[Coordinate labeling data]
______

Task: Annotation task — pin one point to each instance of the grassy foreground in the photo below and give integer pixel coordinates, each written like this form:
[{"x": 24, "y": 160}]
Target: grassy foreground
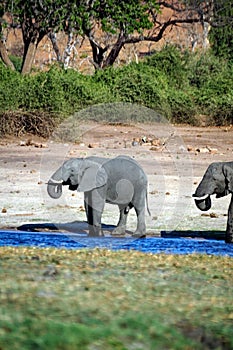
[{"x": 99, "y": 299}]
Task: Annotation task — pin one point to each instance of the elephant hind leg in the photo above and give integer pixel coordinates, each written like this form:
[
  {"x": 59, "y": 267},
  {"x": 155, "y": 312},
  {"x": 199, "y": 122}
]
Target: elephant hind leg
[
  {"x": 141, "y": 225},
  {"x": 121, "y": 226}
]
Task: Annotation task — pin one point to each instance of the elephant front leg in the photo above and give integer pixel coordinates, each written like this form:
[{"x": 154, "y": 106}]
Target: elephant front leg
[
  {"x": 94, "y": 211},
  {"x": 141, "y": 225},
  {"x": 121, "y": 226},
  {"x": 229, "y": 231}
]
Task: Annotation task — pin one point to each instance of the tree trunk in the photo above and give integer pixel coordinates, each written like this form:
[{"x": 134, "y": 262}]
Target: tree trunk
[
  {"x": 114, "y": 53},
  {"x": 29, "y": 55},
  {"x": 4, "y": 56},
  {"x": 53, "y": 38}
]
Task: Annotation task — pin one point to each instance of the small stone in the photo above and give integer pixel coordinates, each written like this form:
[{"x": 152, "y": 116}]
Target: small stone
[
  {"x": 135, "y": 143},
  {"x": 155, "y": 142},
  {"x": 92, "y": 145},
  {"x": 154, "y": 148}
]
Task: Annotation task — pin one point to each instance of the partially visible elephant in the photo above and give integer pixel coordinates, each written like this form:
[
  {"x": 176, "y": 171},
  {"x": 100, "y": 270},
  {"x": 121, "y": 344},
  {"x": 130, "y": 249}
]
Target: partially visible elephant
[
  {"x": 218, "y": 179},
  {"x": 120, "y": 181}
]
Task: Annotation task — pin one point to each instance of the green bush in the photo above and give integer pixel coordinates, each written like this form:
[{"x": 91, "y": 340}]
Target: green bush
[
  {"x": 178, "y": 85},
  {"x": 10, "y": 89}
]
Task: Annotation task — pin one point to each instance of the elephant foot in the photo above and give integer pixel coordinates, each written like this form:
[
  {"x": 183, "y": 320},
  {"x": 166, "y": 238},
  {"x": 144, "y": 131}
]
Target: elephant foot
[
  {"x": 118, "y": 231},
  {"x": 95, "y": 231},
  {"x": 138, "y": 234},
  {"x": 229, "y": 237}
]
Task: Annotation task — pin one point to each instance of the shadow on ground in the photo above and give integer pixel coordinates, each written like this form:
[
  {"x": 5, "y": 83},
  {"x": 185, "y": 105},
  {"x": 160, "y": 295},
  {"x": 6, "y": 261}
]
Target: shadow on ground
[{"x": 81, "y": 227}]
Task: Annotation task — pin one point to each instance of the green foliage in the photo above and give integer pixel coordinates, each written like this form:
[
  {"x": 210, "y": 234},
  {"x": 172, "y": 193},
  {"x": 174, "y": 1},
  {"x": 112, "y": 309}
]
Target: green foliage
[
  {"x": 101, "y": 299},
  {"x": 10, "y": 89},
  {"x": 221, "y": 33},
  {"x": 129, "y": 16},
  {"x": 178, "y": 85}
]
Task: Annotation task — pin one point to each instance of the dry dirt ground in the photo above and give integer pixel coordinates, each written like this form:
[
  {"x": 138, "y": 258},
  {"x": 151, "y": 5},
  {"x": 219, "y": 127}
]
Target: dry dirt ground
[{"x": 173, "y": 157}]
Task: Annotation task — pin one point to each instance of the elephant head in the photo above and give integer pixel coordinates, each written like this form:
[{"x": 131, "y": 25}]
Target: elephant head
[
  {"x": 81, "y": 174},
  {"x": 218, "y": 179}
]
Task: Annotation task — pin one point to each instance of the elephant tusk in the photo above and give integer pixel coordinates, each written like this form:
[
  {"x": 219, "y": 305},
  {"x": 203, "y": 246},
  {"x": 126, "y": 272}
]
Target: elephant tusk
[{"x": 201, "y": 198}]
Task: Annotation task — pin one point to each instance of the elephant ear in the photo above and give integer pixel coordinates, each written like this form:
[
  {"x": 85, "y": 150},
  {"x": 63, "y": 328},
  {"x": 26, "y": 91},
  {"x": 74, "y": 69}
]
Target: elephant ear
[
  {"x": 228, "y": 172},
  {"x": 92, "y": 176}
]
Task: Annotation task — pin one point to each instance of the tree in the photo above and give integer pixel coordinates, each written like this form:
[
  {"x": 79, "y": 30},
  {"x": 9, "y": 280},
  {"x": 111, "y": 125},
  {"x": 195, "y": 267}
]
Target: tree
[
  {"x": 135, "y": 21},
  {"x": 3, "y": 52},
  {"x": 119, "y": 22},
  {"x": 221, "y": 34},
  {"x": 40, "y": 18}
]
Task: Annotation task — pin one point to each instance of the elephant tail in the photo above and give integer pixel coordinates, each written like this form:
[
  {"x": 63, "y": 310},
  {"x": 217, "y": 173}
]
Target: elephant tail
[{"x": 147, "y": 205}]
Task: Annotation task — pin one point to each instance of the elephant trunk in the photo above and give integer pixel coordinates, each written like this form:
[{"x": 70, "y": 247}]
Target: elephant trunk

______

### Task objective
Print the records above exactly as they stand, but leave out the pictures.

### Finished exercise
Task: Annotation task — pin one point to each instance of the grassy foreground in the photo below and give integer pixel coordinates, each written like this form:
[{"x": 24, "y": 160}]
Target: grassy foreground
[{"x": 99, "y": 299}]
Task: Annotation task — pin one point to each instance of the elephant hind leg in the photo above and give integer pixel coordinates, each written like this form:
[
  {"x": 59, "y": 267},
  {"x": 155, "y": 312},
  {"x": 199, "y": 122}
]
Target: elephant hind leg
[
  {"x": 141, "y": 225},
  {"x": 121, "y": 226}
]
Task: Annotation task — pin one point to each instance of the elephant front leg in the photo above and give integer pixel coordinates, each written like this form:
[{"x": 154, "y": 106}]
Target: elephant front leg
[
  {"x": 94, "y": 211},
  {"x": 141, "y": 225},
  {"x": 121, "y": 226},
  {"x": 229, "y": 231}
]
Task: Annotation task — pin one point to each instance of the tree trunk in the photo above and give integer pixel coordinates, each written like this form:
[{"x": 134, "y": 262}]
Target: tree trunk
[
  {"x": 114, "y": 53},
  {"x": 29, "y": 55},
  {"x": 4, "y": 56},
  {"x": 53, "y": 38}
]
Task: Annotation task — pin one point to each instance of the small stone in the photo above and give integer pixel coordinates, each written like this form:
[{"x": 152, "y": 116}]
Target: small stone
[
  {"x": 135, "y": 143},
  {"x": 155, "y": 142},
  {"x": 92, "y": 145},
  {"x": 154, "y": 148}
]
Task: Annotation task — pin one point to each instance of the partially visible elephant in the photo above and give integer pixel coordinates, each written like this form:
[
  {"x": 176, "y": 171},
  {"x": 100, "y": 270},
  {"x": 121, "y": 344},
  {"x": 130, "y": 249}
]
Target: partially visible elephant
[
  {"x": 218, "y": 179},
  {"x": 120, "y": 181}
]
Task: Annotation task — pin one point to each instance of the green bush in the photo above and give integer pixel coordinates, each written like this form:
[{"x": 91, "y": 340}]
Target: green bush
[
  {"x": 178, "y": 85},
  {"x": 10, "y": 89}
]
Task: Annotation task — pin one point to each instance of the elephant foot in the photo above and give integer pixel coordinates, each written like this form:
[
  {"x": 183, "y": 320},
  {"x": 166, "y": 238},
  {"x": 144, "y": 131}
]
Target: elephant foot
[
  {"x": 118, "y": 231},
  {"x": 95, "y": 231},
  {"x": 138, "y": 234},
  {"x": 229, "y": 237}
]
Task: Annotation task — pin one point to each instance of the shadow on ground in the photo above and give integer pixel coordinates, each written like this form:
[
  {"x": 5, "y": 83},
  {"x": 185, "y": 105},
  {"x": 160, "y": 295},
  {"x": 6, "y": 261}
]
Target: shadow on ground
[{"x": 81, "y": 227}]
Task: Annotation task — pin one point to each instance of the green foliage in the photo above and give integer pixel coordinates, each written like this form:
[
  {"x": 210, "y": 234},
  {"x": 172, "y": 193},
  {"x": 174, "y": 1},
  {"x": 112, "y": 309}
]
Target: green foliage
[
  {"x": 101, "y": 299},
  {"x": 10, "y": 89},
  {"x": 221, "y": 33},
  {"x": 129, "y": 16},
  {"x": 178, "y": 85}
]
Task: Annotation task — pin one point to each instance of the dry dirt ground in the photo above and give integer pixel coordinates, each written like this form:
[
  {"x": 138, "y": 258},
  {"x": 151, "y": 5},
  {"x": 219, "y": 127}
]
Target: dry dirt ground
[{"x": 173, "y": 157}]
Task: Annotation task — pin one point to each instance of the elephant head in the photo above and give integer pixel coordinates, each written like this form:
[{"x": 131, "y": 25}]
Target: elephant head
[
  {"x": 81, "y": 174},
  {"x": 218, "y": 179}
]
Task: Annotation task — pin one point to each instance of the elephant tusk in the photo above and give integer pixel coordinates, each written like this form:
[
  {"x": 219, "y": 305},
  {"x": 203, "y": 246},
  {"x": 126, "y": 272}
]
Target: elephant tusk
[{"x": 201, "y": 198}]
Task: Annotation task — pin one point to each instance of the elephant ear in the photo above and give integer pixel coordinates, each written like this form:
[
  {"x": 85, "y": 150},
  {"x": 63, "y": 328},
  {"x": 26, "y": 91},
  {"x": 74, "y": 69}
]
Target: elephant ear
[
  {"x": 228, "y": 172},
  {"x": 92, "y": 176}
]
Task: Annotation task — pin one point to each instance of the tree in the photo above and give integer pixel coordinates, each written like this form:
[
  {"x": 79, "y": 30},
  {"x": 9, "y": 280},
  {"x": 111, "y": 125},
  {"x": 195, "y": 267}
]
Target: tree
[
  {"x": 135, "y": 21},
  {"x": 3, "y": 52},
  {"x": 119, "y": 22},
  {"x": 221, "y": 34},
  {"x": 40, "y": 18}
]
Task: Annotation task — pin one point to each instance of the elephant tail in the photo above and give integer pixel coordinates, each written like this form:
[
  {"x": 63, "y": 310},
  {"x": 217, "y": 173}
]
Target: elephant tail
[{"x": 147, "y": 205}]
Task: Annotation task — pin one point to each instance of the elephant trunk in the photo above and give integer pixel coordinates, each written like this form:
[{"x": 70, "y": 247}]
Target: elephant trunk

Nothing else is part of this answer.